Texte à lire:
# # # # # # #

La perspective de l'élargissement a mis à mal cette conception traditionnelle de la gestion des frontières. Il est désormais acquis en effet que l'impératif de sécurité des frontières européennes est voué à l'échec s'il ne se double pas d'un impératif de solidarité : élargir, cela signifie en effet transférer le contrôle des frontières aux nouveaux États membres, dont nul n'ignore les défis multiples qu'ils ont à affronter à ce titre.

Quelques chiffres donnent la mesure du problème : l'Union européenne comptera 6 000 kilomètres de frontières terrestres et 85.000 kilomètres de frontières maritimes à la suite de l'élargissement à dix nouveaux États membres, auxquelles il faut ajouter les frontières aéroportuaires. Le contrôle de la frontière orientale, allongée d'environ 3.000 kilomètres, sera transféré à de nouveaux États membres (Hongrie, Pologne, Slovaquie, États baltes) tandis que, du point de vue de la sécurité des frontières maritimes, Chypre et Malte représentent également un enjeu important. Parmi les nouveaux États membres, seule la République tchèque n'aura pas la charge d'une frontière extérieure terrestre ou maritime. Ajoutons que le produit intérieur brut par habitant est de 7 926 dollars en Russie (2), 5 344 en Biélorussie et 4 174 en Ukraine, à comparer aux 24 000 dollars de moyenne de l'Union européenne, leur nouvelle voisine. D'autres données, telles que le modèle social européen, la stabilité économique de la zone et le respect des droits de la personne représentent autant de facteurs qui expliquent la force d'attraction de l'Union.

# # # # # # #

Données enregistrées:
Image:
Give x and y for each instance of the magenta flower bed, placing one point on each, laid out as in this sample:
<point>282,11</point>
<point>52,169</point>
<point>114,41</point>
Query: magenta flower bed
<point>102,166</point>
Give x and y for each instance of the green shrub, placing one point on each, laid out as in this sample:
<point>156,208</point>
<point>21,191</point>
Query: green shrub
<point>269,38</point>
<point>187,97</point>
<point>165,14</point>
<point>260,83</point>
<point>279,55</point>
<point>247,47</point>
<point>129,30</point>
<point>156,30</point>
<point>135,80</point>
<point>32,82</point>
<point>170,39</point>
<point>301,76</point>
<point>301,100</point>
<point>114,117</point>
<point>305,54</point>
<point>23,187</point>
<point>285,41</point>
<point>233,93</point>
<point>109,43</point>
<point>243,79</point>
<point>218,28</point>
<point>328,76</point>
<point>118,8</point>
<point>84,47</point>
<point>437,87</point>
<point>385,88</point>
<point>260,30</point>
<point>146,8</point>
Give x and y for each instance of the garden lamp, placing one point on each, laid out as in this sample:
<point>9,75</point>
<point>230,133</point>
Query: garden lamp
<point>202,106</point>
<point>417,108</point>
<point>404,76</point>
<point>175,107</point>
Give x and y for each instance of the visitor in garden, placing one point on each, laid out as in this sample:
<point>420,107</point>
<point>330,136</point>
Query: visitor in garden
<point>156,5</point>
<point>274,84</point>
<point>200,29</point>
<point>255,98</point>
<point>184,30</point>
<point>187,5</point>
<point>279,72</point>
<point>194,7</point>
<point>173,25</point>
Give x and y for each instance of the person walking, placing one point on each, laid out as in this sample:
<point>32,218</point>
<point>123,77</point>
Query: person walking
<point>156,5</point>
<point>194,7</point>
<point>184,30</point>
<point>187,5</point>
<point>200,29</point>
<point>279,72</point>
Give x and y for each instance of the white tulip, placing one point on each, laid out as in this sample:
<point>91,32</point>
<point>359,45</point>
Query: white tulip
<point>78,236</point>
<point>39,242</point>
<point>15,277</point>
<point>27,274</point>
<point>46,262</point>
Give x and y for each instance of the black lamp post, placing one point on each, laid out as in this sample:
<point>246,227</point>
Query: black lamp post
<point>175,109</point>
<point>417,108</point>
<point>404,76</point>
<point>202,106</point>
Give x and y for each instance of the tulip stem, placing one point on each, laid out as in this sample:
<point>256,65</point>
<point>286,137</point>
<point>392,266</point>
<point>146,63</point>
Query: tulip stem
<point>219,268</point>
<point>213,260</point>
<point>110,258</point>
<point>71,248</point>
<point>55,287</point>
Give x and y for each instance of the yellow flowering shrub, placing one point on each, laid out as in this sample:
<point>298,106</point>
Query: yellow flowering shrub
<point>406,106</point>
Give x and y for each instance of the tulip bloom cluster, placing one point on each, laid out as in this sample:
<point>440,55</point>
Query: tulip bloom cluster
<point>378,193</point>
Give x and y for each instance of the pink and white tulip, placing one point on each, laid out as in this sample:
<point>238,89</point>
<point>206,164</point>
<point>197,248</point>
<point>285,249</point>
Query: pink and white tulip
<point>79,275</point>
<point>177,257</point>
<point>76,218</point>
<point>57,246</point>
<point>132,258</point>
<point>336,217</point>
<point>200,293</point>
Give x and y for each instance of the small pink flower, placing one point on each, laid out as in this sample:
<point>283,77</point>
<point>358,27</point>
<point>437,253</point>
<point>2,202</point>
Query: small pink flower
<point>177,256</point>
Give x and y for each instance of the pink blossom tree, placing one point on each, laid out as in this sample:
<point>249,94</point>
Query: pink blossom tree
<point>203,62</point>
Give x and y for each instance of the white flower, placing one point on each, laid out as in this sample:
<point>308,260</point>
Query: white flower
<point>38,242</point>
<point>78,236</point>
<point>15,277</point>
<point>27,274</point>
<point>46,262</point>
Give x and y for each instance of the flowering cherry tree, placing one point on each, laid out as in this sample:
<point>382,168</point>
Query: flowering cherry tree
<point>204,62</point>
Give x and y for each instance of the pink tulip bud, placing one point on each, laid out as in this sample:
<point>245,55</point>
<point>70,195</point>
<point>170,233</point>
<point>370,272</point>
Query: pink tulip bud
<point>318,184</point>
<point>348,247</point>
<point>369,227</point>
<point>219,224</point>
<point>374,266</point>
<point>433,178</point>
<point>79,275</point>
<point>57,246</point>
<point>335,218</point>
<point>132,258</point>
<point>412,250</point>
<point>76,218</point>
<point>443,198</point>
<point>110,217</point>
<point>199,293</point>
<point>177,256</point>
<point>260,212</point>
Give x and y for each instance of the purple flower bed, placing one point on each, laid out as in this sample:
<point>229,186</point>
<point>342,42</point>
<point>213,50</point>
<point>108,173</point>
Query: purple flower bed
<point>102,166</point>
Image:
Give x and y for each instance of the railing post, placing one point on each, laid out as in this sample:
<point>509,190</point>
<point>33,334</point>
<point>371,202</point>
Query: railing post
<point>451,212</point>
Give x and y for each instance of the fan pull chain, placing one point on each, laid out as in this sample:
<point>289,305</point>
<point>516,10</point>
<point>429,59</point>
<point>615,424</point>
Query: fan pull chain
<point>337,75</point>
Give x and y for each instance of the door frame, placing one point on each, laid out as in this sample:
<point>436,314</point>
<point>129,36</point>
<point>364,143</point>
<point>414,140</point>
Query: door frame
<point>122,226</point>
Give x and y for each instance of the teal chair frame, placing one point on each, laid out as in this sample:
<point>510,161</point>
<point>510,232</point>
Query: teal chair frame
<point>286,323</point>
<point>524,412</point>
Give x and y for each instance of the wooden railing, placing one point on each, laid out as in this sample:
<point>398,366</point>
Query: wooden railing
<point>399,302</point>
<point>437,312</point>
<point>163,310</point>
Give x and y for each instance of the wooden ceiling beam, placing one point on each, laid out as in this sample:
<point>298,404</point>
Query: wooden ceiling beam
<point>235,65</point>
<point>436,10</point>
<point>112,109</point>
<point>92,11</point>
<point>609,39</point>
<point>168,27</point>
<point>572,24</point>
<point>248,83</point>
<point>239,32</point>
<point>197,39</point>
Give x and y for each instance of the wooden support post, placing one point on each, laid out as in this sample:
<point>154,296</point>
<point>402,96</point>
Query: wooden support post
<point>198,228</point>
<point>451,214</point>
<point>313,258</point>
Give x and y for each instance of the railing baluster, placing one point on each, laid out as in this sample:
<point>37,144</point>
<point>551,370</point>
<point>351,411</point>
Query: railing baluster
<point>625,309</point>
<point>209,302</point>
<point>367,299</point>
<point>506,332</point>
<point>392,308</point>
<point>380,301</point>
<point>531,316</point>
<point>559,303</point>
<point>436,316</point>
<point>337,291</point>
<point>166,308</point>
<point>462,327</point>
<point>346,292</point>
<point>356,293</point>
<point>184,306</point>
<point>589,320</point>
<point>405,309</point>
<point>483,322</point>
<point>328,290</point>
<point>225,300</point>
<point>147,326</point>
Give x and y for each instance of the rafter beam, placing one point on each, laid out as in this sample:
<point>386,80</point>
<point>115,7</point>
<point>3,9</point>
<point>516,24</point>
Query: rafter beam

# # # # # # #

Consigne 1: Recopiez le texte sur les frontières de l'Union européenne en partant des mots « La perspective de » et en vous arrêtant après « à ce titre. ».
Consigne 2: Écrivez la suite du texte sur les frontières de l'Union européenne, à partir de l'endroit où il s'arrête.
Vous n'avez pas besoin des lignes.

Résultat 1:
La perspective de l'élargissement a mis à mal cette conception traditionnelle de la gestion des frontières. Il est désormais acquis en effet que l'impératif de sécurité des frontières européennes est voué à l'échec s'il ne se double pas d'un impératif de solidarité : élargir, cela signifie en effet transférer le contrôle des frontières aux nouveaux États membres, dont nul n'ignore les défis multiples qu'ils ont à affronter à ce titre.

Résultat 2:
Si l'élargissement a permis à l'Union européenne de prendre conscience de la nécessité de disposer d'une gestion intégrée des frontières extérieures, les événements dramatiques qui viennent de frapper Madrid ne font que conforter cette démarche. Le 11 mars 2004, l'Europe a, à son tour, fait la cruelle expérience de ce que certains ont appelé l'hyperterrorisme. Ces attentats sont en effet venus rappeler brutalement que l'Europe restait vulnérable au terrorisme international. Non que les citoyens des États membres de l'Europe découvrent le terrorisme : Espagnols, Britanniques, Français, Italiens hier, vivent avec cette menace depuis des années, voire des décennies. A Madrid toutefois, c'est un attentat qui, par le nombre de ses victimes, par sa logistique (cellules dormantes autonomes, simultanéité des explosions) et par ses motivations, est d'un type nouveau, qui concerne tous les pays d'Europe. Ne nous y trompons pas en effet : la capitale espagnole a été touchée mais c'est sur l'Europe entière que l'extrémisme islamique rattaché à Al Qaida fait peser une menace. La déclaration du Conseil sur la lutte contre le terrorisme du 25 mars 2004 ne dit pas autre chose : « La menace terroriste nous concerne tous. Un acte terroriste contre un pays touche la communauté internationale dans son ensemble. Aucun pays au monde ne peut se considérer comme étant à l'abri. ».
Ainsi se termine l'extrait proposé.